Your task | Return the records below word for word, with every line left unchanged.

# start of Listed records

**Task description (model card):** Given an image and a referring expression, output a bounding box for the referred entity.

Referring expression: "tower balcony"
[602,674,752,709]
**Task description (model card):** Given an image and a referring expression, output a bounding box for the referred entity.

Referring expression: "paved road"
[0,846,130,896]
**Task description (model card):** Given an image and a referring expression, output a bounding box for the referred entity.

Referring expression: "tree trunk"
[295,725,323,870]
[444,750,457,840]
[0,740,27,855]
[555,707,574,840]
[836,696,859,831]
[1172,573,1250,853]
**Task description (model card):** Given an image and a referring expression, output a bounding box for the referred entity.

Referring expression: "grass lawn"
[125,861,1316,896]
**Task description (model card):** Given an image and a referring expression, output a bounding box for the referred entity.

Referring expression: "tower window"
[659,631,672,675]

# end of Listed records

Solution to the problem |
**Task description (model card):** Given an image and a referring expression, output a bounding box for the referred entity.

Referring expression: "tower balcony"
[602,674,752,709]
**Task description (model card):** Given an image and a referring expression, output a bounding box for the referred entity.

Referring expression: "paved road"
[0,846,130,896]
**Task description (model card):** Given an image and a referring expression, output a bounding box for the referred entity.

Referring expression: "tree trunk"
[295,725,323,870]
[444,750,457,840]
[0,740,27,855]
[555,707,574,840]
[836,696,859,831]
[1172,573,1250,853]
**Task description (model card):** Given an image and a referring expression, output a bounding box for the referred entity.

Referring expression: "grass lawn"
[125,861,1316,896]
**Task description (model card):** Given an image and a referring expression, output a bounding box for the referred entity.

Referring expression: "tower window"
[659,631,672,675]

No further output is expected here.